Add some thread pool docs (#421)

2025-10-01 12:20:39 +00:00 · 2018-06-15 15:20:25 -07:00 · 2018-06-15 15:20:25 -07:00 · 3fac7ce68c
commit 3fac7ce68c
parent 71c8f561e3
4 changed files with 147 additions and 4 deletions
--- a/tokio-threadpool/src/lib.rs
+++ b/tokio-threadpool/src/lib.rs
@ -3,6 +3,116 @@
 #![doc(html_root_url = "https://docs.rs/tokio-threadpool/0.1.4")]
 #![deny(warnings, missing_docs, missing_debug_implementations)]

+// The Tokio thread pool is designed to scheduled futures in Tokio based
+// applications. The thread pool structure manages two sets of threads:
+//
+// * Worker threads.
+// * Backup threads.
+//
+// Worker threads are used to schedule futures using a work-stealing strategy.
+// Backup threads, on the other hand, are intended only to support the
+// `blocking` API. Threads will transition between the two sets.
+//
+// The advantage of the work-stealing strategy is minimal cross-thread
+// coordination. The thread pool attempts to make as much progress as possible
+// without communicating across threads.
+//
+// # Crate layout
+//
+// The primary type, `Pool`, holds the majority of a thread pool's state,
+// including the state for each worker. Each worker's state is maintained in an
+// instance of `worker::Entry`.

(Pointing and labeling entries)
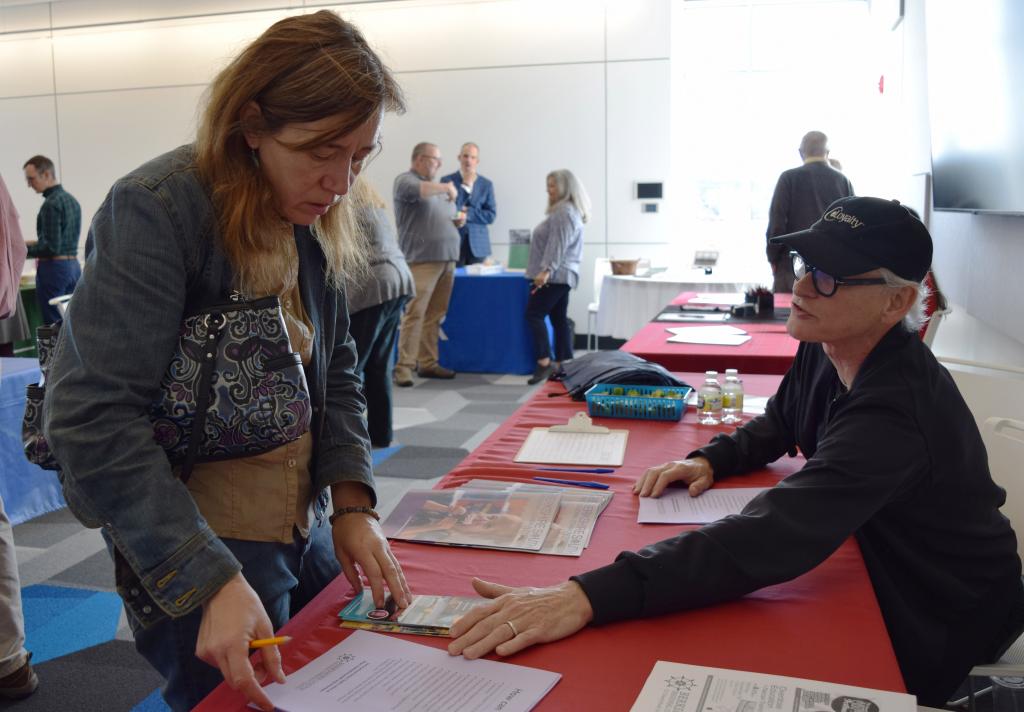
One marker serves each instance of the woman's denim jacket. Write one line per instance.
(156, 260)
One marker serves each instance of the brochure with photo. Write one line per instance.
(681, 687)
(425, 616)
(578, 513)
(487, 518)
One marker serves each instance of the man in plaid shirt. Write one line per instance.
(57, 228)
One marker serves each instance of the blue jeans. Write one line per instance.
(54, 278)
(285, 576)
(375, 330)
(551, 300)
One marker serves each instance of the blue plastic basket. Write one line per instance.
(639, 402)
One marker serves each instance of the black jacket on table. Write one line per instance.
(897, 461)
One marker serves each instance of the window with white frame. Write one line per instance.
(749, 79)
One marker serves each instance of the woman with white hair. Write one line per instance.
(555, 249)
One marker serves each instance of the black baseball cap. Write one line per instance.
(857, 235)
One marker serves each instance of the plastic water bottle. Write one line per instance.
(710, 400)
(732, 398)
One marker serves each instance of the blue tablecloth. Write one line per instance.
(28, 491)
(484, 330)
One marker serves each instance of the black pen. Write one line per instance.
(573, 483)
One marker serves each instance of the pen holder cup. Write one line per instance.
(637, 402)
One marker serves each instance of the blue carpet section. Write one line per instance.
(59, 621)
(154, 703)
(384, 453)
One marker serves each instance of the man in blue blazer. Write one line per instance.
(475, 206)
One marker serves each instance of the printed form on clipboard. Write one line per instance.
(577, 443)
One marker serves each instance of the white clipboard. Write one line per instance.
(577, 443)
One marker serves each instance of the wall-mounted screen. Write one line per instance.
(648, 191)
(976, 97)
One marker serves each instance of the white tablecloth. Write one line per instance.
(629, 302)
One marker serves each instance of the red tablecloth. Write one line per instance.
(770, 349)
(823, 625)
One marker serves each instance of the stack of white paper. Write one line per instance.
(677, 507)
(371, 672)
(717, 335)
(724, 299)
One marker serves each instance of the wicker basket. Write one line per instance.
(624, 266)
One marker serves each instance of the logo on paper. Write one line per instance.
(680, 682)
(837, 215)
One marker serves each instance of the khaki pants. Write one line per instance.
(422, 321)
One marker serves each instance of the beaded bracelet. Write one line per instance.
(353, 510)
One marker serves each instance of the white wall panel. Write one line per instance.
(526, 120)
(77, 12)
(638, 149)
(638, 29)
(28, 127)
(422, 36)
(152, 54)
(105, 135)
(24, 17)
(31, 55)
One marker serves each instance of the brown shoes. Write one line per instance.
(19, 683)
(436, 371)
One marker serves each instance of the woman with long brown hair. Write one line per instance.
(256, 207)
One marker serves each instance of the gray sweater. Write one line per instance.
(426, 232)
(389, 277)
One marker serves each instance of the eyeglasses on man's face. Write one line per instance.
(825, 284)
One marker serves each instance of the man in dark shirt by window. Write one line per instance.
(802, 194)
(57, 227)
(894, 458)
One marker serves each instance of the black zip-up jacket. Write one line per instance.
(898, 462)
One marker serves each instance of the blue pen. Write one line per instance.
(588, 470)
(574, 483)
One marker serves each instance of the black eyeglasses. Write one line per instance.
(825, 284)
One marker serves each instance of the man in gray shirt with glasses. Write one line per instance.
(428, 235)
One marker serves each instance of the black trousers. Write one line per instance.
(466, 255)
(375, 331)
(551, 300)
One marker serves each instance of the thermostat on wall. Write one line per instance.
(647, 191)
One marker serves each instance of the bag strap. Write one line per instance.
(214, 324)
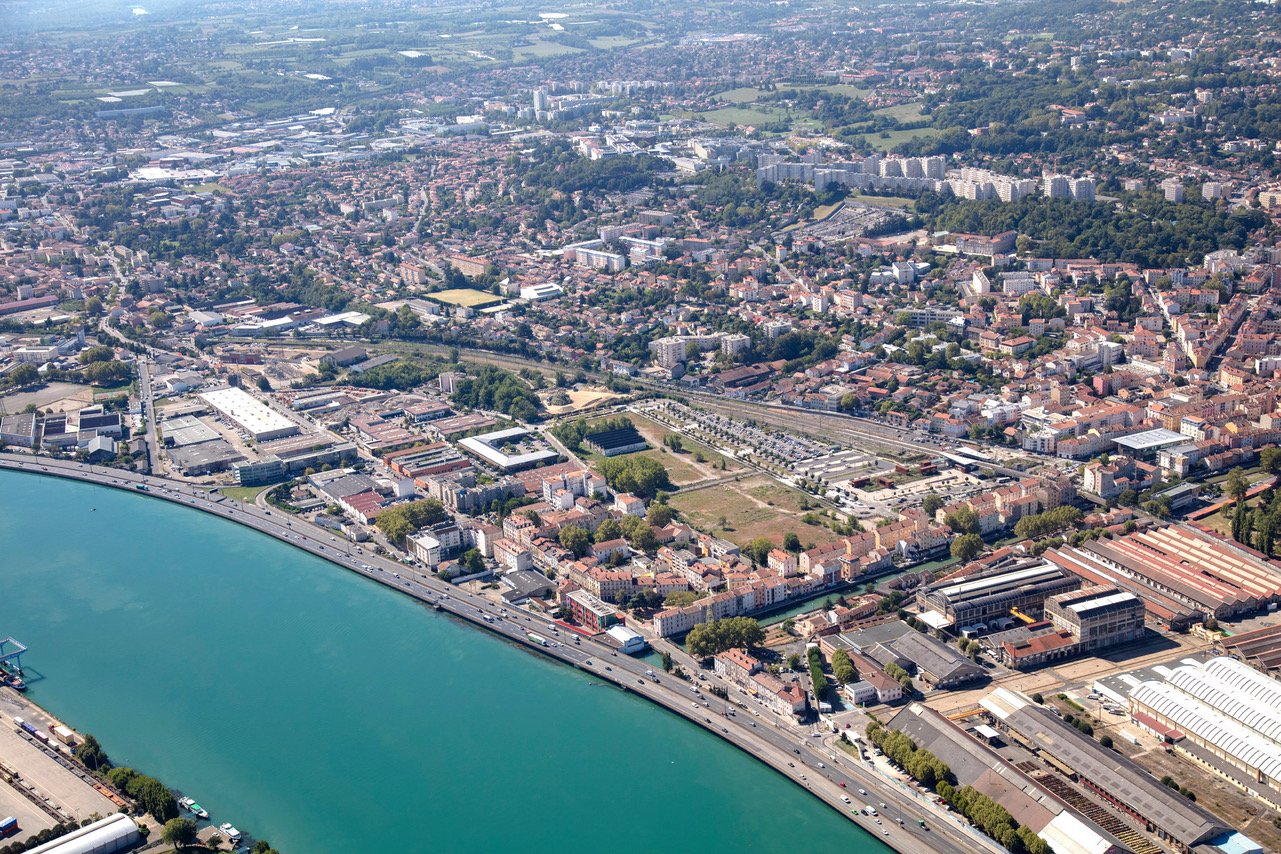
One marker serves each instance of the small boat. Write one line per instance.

Written exercise A:
In the Tokio thread pool commit, what are backup threads intended for?
Written exercise B:
Please carry the Tokio thread pool commit forward from its final line.

Reply A:
Backup threads are intended only to support the `blocking` API.

Reply B:
+//
+// `Worker` contains the logic that runs on each worker thread. It holds an
+// `Arc` to `Pool` and is able to access its state from `Pool`.
+//
+// `Task` is a harness around an individual future. It manages polling and
+// scheduling that future.
+//
+// # Worker overview
+//
+// Each worker has two queues: a deque and a mpsc channel. The deque is the
+// primary queue for tasks that are scheduled to run on the worker thread. Tasks
+// can only be pushed onto the deque by the worker, but other workers may
+// "steal" from that deque. The mpsc channel is used to submit futures while
+// external to the pool.
+//
+// As long as the thread pool has not been shutdown, a worker will run in a
+// loop. Each loop, it consumes all tasks on its mpsc channel and pushes it onto
+// the deque. It then pops tasks off of the deque and executes them.
+//
+// If a worker has no work, i.e., both queues are empty. It attempts to steal.
+// To do this, it randomly scans other workers' deques and tries to pop a task.
+// If it finds no work to steal, the thread goes to sleep.
+//
+// When the worker detects that the pool has been shut down, it exits the loop,
+// cleans up its state, and shuts the thread down.
+//
+// # Thread pool initialization
+//
+// By default, no threads are spawned on creation. Instead, when new futures are
+// spawned, the pool first checks if there are enough active worker threads. If
+// not, a new worker thread is spawned.
+//
+// # Spawning futures
+//
+// The spawning behavior depends on whether a future was spawned from within a
+// worker or thread or if it was spawned from an external handle.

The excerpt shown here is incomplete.